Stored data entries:
==================================================

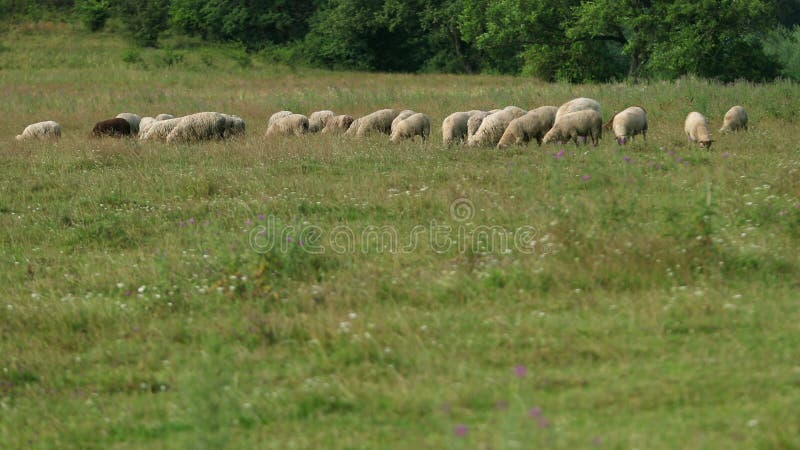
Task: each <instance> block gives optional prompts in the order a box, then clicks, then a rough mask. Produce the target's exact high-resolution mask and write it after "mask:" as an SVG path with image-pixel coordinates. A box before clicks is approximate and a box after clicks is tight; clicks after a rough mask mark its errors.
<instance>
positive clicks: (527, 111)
mask: <svg viewBox="0 0 800 450" xmlns="http://www.w3.org/2000/svg"><path fill="white" fill-rule="evenodd" d="M503 111H514V112H517V113H519V114H520V117H521V116H522V115H525V113H526V112H528V111H525V110H524V109H522V108H520V107H519V106H514V105H509V106H506V107H505V108H503Z"/></svg>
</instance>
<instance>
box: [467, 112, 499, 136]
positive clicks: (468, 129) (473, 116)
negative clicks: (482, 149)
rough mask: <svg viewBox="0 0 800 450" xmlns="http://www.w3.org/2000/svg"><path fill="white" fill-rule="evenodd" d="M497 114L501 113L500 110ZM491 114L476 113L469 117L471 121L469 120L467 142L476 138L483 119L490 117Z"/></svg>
mask: <svg viewBox="0 0 800 450" xmlns="http://www.w3.org/2000/svg"><path fill="white" fill-rule="evenodd" d="M496 112H500V111H499V110H498V111H496ZM490 114H492V113H491V112H489V111H476V112H475V113H473V114H471V115H470V116H469V120H467V142H469V140H470V139H472V136H474V135H475V133H476V132H477V131H478V128H480V127H481V123H483V119H485V118H487V117H489V115H490Z"/></svg>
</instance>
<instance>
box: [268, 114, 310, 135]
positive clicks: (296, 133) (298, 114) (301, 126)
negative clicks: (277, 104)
mask: <svg viewBox="0 0 800 450" xmlns="http://www.w3.org/2000/svg"><path fill="white" fill-rule="evenodd" d="M306 133H308V117H306V116H304V115H302V114H290V115H288V116H285V117H281V118H280V119H278V120H276V121H275V122H274V123H273V124H272V125H270V126H269V128H267V133H266V137H272V136H292V135H294V136H302V135H304V134H306Z"/></svg>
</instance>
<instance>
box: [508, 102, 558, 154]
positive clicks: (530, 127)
mask: <svg viewBox="0 0 800 450" xmlns="http://www.w3.org/2000/svg"><path fill="white" fill-rule="evenodd" d="M557 110H558V108H557V107H555V106H542V107H539V108H536V109H532V110H530V111H528V112H527V113H526V114H525V115H523V116H521V117H517V118H516V119H514V120H512V121H511V123H509V124H508V127H507V128H506V131H505V132H503V136H502V137H501V138H500V141H499V142H498V143H497V148H505V147H508V146H509V145H516V144H526V143H528V142H529V141H530V140H531V139H536V142H537V143H538V144H539V145H542V138H543V137H544V135H545V134H546V133H547V132H548V131H549V130H550V128H552V127H553V123H554V122H555V120H556V111H557Z"/></svg>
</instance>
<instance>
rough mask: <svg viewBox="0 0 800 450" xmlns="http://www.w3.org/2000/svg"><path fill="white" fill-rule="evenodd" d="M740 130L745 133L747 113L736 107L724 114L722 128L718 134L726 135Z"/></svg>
mask: <svg viewBox="0 0 800 450" xmlns="http://www.w3.org/2000/svg"><path fill="white" fill-rule="evenodd" d="M740 129H744V130H745V131H747V111H745V110H744V108H742V107H741V106H738V105H737V106H734V107H732V108H731V109H729V110H728V112H726V113H725V119H724V120H723V122H722V128H720V129H719V132H720V133H727V132H729V131H737V130H740Z"/></svg>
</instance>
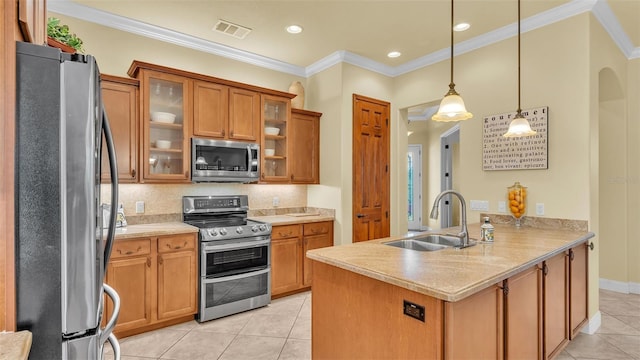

==================================================

Task goal: Please copy all of the data above line for line, without changing anything, and leave the pictures out of your copy.

Finished exercise:
Task: each <instance> block gives optional prompts in the order a box, then clicks, then a rough mask. Produce the target's exact high-resolution mask and write it after "mask:" as an SVG path with image-pixel coordinates. A box before clicks is approximate and a box after clicks is tight; clicks after a rough mask mark its errors.
<instance>
positive clicks: (527, 111)
mask: <svg viewBox="0 0 800 450" xmlns="http://www.w3.org/2000/svg"><path fill="white" fill-rule="evenodd" d="M503 111H514V112H517V113H519V114H520V117H521V116H522V115H525V113H526V112H528V111H525V110H524V109H522V108H520V107H519V106H514V105H509V106H506V107H505V108H503Z"/></svg>
</instance>
<instance>
box: [467, 112, 499, 136]
positive clicks: (468, 129) (473, 116)
negative clicks: (482, 149)
rough mask: <svg viewBox="0 0 800 450" xmlns="http://www.w3.org/2000/svg"><path fill="white" fill-rule="evenodd" d="M497 114L501 113L500 110ZM491 114L476 113L469 117L471 121L469 120L467 142L476 138L483 119L490 117Z"/></svg>
mask: <svg viewBox="0 0 800 450" xmlns="http://www.w3.org/2000/svg"><path fill="white" fill-rule="evenodd" d="M496 112H500V111H499V110H498V111H496ZM490 114H492V113H491V112H489V111H476V112H475V113H473V114H471V115H470V116H469V120H467V142H469V140H470V139H472V136H474V135H475V133H476V132H477V131H478V128H480V127H481V123H483V119H485V118H487V117H489V115H490Z"/></svg>
</instance>
<instance>
box: [268, 114, 310, 135]
positive clicks: (296, 133) (298, 114) (301, 126)
negative clicks: (277, 104)
mask: <svg viewBox="0 0 800 450" xmlns="http://www.w3.org/2000/svg"><path fill="white" fill-rule="evenodd" d="M306 133H308V117H306V116H304V115H302V114H290V115H288V116H285V117H281V118H280V119H278V120H276V121H275V122H274V123H273V124H272V125H270V126H269V128H267V133H266V137H272V136H292V135H294V136H302V135H304V134H306Z"/></svg>
</instance>
<instance>
box: [508, 102, 558, 154]
positive clicks: (530, 127)
mask: <svg viewBox="0 0 800 450" xmlns="http://www.w3.org/2000/svg"><path fill="white" fill-rule="evenodd" d="M557 110H558V108H557V107H555V106H542V107H539V108H536V109H532V110H530V111H528V112H527V113H526V114H525V115H523V116H521V117H517V118H516V119H514V120H512V121H511V123H509V124H508V127H507V128H506V131H505V132H503V136H502V137H501V138H500V141H499V142H498V143H497V148H505V147H508V146H509V145H516V144H526V143H528V142H529V141H530V140H531V139H536V142H537V143H538V144H539V145H542V138H543V137H544V135H545V134H546V133H547V132H548V131H549V130H550V128H552V127H553V123H554V122H555V120H556V111H557Z"/></svg>
</instance>
<instance>
rough mask: <svg viewBox="0 0 800 450" xmlns="http://www.w3.org/2000/svg"><path fill="white" fill-rule="evenodd" d="M740 130L745 133L747 113L736 107L724 114L722 128L718 134L726 135Z"/></svg>
mask: <svg viewBox="0 0 800 450" xmlns="http://www.w3.org/2000/svg"><path fill="white" fill-rule="evenodd" d="M740 129H744V130H745V131H747V111H745V110H744V108H742V107H741V106H738V105H737V106H734V107H732V108H731V109H729V110H728V112H726V113H725V119H724V120H723V122H722V128H720V129H719V132H720V133H727V132H729V131H737V130H740Z"/></svg>
</instance>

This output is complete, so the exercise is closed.